And when I came back in '84, that's when the superintendent Dave Morris said, hey, we'd like to get you on as a Cooperative Ed student.

But there's no guarantee that I'd get a job at the end of it.

KAREN BREWSTER: Right.

BUD RICE: In fact, they started this Natural Resource Intake Program, and they almost didn't hire me back, and were going to take an Intake person.

But -- but I had studied things that really prepared me to understand the marine environment, the glaciers, and I knew way more about the Kenai Peninsula than any Intake person would come close to.

KAREN BREWSTER: What's an intake?

BUD RICE: Well, it's a Natural Resource Intake Program, and they're trying to build up the natural resource program in the -- in the National Park Service nationwide.

So people went to these various training sessions around the country on how to run a natural resource management program.

They ended up hiring me anyway, and I think it worked out well. So I didn't get on permanent until '87, 1987, after I'd finished my masters project.

And I was actually sub -- originally a subject to furlough person, which I kind of liked.

It means you work eight months, then they lay you off for three to four months.

They didn't have a big budget at this park in the early days.

Well, that's fine. I'll go explore the world. So the first couple of winters I was able to do ski trips and do exploring, but in 1989, we had the Exxon Valdez oil spill.

RACHEL MASON: Right. BUD RICE: In April. I really only had one or two years of furlough.

Because after the Exxon Valdez oil spill, I was in high demand. I ended up working 16 hour days for months.

And I went from a GS 9, 11, 12. I mean, I just I ramped up, and the job got way complex and really busy and very stressful. And I was never subject to furlough again. Yeah.

The Exxon Valdez oil spill was a big game changer for the Gulf of Alaska. Yeah. Big game changer.

It was interesting because I had worked on seabird surveys, and marine mammal surveys, and so I really knew the resources out there. And coastal wildlife.

KAREN BREWSTER: So you were doing all kind of resource management type things?

BUD RICE: Oh, yeah, it wasn't just glaciers. Oh, yeah, I was doing everything. Yeah.

And getting people to do -- you know, backcountry rangers, hiring them, and have them do certain surveys and things I thought were important -- important indicators.

━━━━━━━━

[Written instruction A]:
From the Bud Rice interview, quote the passage starting at "BUD RICE: Well, it's" and ending at "my masters project.".
[Written instruction B]:
Answer these questions from the Bud Rice interview:
(i) Who was the superintendent who asked about bringing the speaker on as a Cooperative Ed student?
(ii) As a subject to furlough person, how many months would the speaker be laid off?
(iii) How long were the speaker's workdays for months after the Exxon Valdez oil spill?
[Written instruction C]:
Carry on the Bud Rice interview from its last sentence.

[Recorded data]:

━━━━━━━━

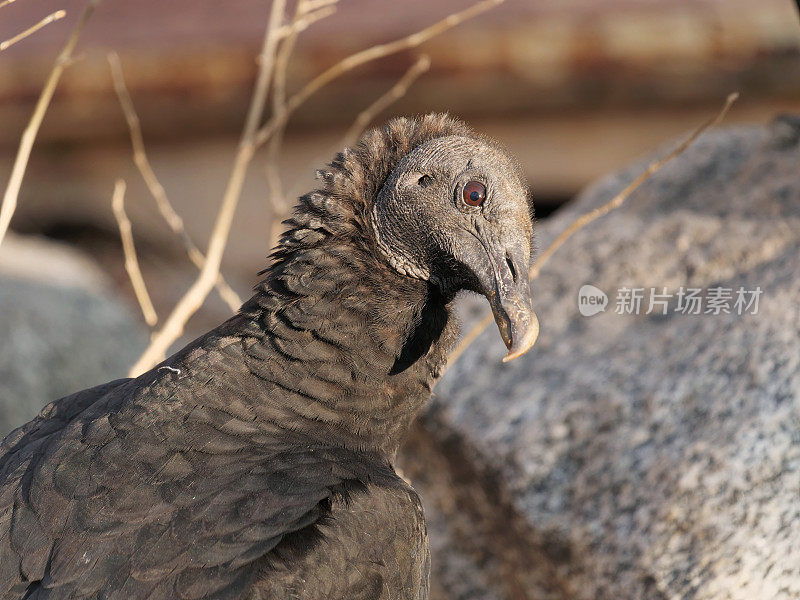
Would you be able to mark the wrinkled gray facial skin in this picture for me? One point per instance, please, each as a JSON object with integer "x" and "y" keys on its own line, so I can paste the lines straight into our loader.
{"x": 426, "y": 229}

━━━━━━━━

[Right answer A]:
BUD RICE: Well, it's a Natural Resource Intake Program, and they're trying to build up the natural resource program in the -- in the National Park Service nationwide.

So people went to these various training sessions around the country on how to run a natural resource management program.

They ended up hiring me anyway, and I think it worked out well. So I didn't get on permanent until '87, 1987, after I'd finished my masters project.

[Right answer B]:
(i) Dave Morris
(ii) Three to four months
(iii) 16 hours

[Right answer C]:
Might be standard species, we were looking at marbled murrelets, and so we were doing dawn surveys to try to get an idea of the population densities out there.

And then Fish & Wildlife came by later and assisted us. We did some nice projects out there on that.

And we were doing bald eagle nest surveys. We did -- I did some aerial surveys of mountain goats.

We were testing the difference of using helicopter versus fixed wing for counting goats. And I got one of the best Super Cub pilots around here who did a lot of sheep and goat surveys, Lyman Nichols who lived at Cooper Landing.

And -- and then we hired helicopter people.

And what we found in the study was that you could do a better count of the family groups with a helicopter because you can just hang there and hover and, you know, they're moving around.

Helicopter noise frightens the hell out of goats, so I really don't like doing that.

And we don't do it anymore, but what we found is we could get a more complete count of the large groups.

But individual single groups like single males and whatever, if they heard a helicopter coming, they'd duck behind a bush or rock and you'd fly -- you'd never see them. You didn't know they were there.

But in a Super Cub it's quieter, and they're used to planes more, and you fly around and you can get -- you get more single counts in the fixed wing, but you couldn't hang out and hover to count all the little nannies and kids in a large group of 20 to 30 animals.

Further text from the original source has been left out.